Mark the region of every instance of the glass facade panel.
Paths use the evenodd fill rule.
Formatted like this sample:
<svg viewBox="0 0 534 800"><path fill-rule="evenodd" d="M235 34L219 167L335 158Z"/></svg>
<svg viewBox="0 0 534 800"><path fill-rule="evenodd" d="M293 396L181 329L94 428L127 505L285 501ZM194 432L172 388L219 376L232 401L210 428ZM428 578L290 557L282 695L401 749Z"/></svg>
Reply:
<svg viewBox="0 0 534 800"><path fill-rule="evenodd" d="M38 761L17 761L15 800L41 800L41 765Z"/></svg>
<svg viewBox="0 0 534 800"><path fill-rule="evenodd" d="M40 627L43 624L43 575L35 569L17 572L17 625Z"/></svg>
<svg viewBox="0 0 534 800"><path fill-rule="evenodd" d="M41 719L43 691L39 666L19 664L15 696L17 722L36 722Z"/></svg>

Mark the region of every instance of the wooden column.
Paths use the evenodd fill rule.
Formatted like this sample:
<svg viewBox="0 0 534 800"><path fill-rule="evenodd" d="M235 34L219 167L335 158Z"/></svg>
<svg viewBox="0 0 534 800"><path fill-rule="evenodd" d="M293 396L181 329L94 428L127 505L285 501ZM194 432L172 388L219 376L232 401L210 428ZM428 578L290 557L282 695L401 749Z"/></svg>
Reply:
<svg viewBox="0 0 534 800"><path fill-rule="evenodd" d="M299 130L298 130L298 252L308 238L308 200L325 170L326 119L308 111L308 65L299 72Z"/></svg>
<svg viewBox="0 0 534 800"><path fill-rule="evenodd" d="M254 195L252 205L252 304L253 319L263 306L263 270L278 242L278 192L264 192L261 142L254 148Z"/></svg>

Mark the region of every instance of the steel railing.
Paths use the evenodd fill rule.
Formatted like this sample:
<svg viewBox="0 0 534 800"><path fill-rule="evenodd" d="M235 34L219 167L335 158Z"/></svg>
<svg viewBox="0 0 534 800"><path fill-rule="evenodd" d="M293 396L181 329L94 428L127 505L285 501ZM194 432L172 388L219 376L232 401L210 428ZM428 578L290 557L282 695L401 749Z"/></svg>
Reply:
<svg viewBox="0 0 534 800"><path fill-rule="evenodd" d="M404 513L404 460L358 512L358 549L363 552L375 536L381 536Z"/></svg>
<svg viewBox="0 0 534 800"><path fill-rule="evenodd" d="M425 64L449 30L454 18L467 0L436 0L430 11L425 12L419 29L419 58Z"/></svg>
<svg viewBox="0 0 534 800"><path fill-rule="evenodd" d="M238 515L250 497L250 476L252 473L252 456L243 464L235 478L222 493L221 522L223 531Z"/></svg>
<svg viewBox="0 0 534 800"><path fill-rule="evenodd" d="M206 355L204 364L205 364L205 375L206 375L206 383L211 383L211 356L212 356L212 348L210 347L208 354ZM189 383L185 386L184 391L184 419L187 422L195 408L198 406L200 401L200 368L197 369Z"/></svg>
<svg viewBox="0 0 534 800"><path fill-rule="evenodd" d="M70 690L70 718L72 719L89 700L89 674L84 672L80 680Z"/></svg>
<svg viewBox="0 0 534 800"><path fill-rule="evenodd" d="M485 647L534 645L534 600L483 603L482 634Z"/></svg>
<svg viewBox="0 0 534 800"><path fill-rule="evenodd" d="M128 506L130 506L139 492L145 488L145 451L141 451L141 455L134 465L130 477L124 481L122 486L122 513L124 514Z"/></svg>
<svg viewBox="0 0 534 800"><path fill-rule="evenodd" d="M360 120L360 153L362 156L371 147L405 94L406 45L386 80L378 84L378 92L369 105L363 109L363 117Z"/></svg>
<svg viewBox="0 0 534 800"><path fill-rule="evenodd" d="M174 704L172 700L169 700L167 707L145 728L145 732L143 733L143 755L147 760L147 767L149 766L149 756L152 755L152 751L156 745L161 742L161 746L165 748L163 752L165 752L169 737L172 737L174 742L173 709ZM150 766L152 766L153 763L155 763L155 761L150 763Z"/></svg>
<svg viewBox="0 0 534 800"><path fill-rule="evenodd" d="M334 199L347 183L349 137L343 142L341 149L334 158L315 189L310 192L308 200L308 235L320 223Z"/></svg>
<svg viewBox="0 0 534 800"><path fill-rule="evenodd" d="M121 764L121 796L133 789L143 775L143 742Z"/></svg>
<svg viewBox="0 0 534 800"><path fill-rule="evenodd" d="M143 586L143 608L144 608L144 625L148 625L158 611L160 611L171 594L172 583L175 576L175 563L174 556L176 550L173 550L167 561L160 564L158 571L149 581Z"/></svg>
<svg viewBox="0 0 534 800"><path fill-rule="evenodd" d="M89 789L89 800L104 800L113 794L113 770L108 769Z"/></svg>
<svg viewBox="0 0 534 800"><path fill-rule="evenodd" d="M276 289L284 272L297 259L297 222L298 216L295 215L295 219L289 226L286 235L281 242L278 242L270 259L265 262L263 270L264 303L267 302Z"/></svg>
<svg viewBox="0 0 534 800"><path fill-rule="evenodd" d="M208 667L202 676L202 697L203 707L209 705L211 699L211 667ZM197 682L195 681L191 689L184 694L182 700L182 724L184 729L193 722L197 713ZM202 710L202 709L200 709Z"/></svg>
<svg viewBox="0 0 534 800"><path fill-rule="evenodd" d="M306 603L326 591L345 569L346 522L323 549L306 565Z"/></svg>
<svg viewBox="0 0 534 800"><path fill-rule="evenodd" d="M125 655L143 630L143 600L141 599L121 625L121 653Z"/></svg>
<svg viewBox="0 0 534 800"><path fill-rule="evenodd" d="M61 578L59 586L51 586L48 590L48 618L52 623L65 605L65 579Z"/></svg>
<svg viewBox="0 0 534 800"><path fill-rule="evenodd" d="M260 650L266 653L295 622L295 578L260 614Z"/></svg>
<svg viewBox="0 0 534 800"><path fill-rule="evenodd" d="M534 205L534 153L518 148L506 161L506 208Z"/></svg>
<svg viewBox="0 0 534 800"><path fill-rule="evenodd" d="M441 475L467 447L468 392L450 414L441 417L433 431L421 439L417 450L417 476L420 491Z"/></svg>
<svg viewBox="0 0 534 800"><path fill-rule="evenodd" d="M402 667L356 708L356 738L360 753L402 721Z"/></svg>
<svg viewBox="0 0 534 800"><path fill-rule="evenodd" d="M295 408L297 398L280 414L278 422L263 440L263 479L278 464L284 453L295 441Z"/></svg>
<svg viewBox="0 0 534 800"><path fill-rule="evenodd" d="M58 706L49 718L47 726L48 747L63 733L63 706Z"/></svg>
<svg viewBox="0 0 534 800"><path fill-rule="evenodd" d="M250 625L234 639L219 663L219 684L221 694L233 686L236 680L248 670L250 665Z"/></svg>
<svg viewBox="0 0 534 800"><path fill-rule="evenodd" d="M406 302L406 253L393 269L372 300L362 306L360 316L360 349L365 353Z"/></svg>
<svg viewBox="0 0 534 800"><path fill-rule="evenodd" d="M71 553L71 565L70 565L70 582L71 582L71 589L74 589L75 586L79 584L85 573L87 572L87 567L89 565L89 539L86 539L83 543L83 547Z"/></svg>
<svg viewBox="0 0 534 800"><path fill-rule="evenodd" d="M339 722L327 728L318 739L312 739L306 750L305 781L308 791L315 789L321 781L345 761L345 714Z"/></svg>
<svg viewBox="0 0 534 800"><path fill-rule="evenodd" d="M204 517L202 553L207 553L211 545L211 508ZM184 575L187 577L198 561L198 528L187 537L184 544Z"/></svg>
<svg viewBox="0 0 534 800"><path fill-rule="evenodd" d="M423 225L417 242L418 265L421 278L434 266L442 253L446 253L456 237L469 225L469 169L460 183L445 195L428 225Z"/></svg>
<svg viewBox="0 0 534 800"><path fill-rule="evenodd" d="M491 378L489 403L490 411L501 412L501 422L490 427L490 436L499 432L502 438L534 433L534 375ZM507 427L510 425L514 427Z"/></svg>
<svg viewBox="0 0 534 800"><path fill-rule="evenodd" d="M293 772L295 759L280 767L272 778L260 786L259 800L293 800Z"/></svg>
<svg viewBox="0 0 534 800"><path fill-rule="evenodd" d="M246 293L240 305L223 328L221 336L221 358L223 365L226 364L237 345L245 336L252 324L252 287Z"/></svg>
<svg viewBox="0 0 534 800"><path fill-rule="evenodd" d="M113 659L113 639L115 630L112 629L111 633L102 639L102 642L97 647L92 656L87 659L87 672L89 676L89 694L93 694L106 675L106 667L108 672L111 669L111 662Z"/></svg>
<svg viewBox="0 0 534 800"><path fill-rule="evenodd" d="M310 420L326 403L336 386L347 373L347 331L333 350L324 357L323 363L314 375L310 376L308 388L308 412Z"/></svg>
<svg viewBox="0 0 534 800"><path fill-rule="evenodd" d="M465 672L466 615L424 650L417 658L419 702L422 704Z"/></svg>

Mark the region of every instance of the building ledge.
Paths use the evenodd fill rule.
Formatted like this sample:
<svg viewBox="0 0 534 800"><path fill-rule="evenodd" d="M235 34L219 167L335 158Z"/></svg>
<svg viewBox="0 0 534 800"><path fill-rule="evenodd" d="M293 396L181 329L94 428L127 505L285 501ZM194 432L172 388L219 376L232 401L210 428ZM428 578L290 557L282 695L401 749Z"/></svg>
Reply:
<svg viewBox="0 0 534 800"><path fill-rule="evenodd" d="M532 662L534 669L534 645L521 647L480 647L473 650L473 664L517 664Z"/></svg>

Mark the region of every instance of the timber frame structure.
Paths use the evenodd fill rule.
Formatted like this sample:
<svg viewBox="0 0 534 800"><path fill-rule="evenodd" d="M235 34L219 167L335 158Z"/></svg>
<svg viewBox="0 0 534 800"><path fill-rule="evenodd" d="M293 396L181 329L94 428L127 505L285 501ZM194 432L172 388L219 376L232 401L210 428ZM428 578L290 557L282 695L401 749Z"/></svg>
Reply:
━━━━━━━━━━━━━━━━
> **PROBLEM REQUIREMENTS**
Return all lines from the data that include the string "every".

> **RESPONSE BELOW**
Mark the region of every instance of the glass facade panel.
Mark the region of every instance of the wooden column.
Mark the region of every instance of the steel railing.
Mark the region of every instance of the building ledge.
Mark the region of every instance of the timber frame structure.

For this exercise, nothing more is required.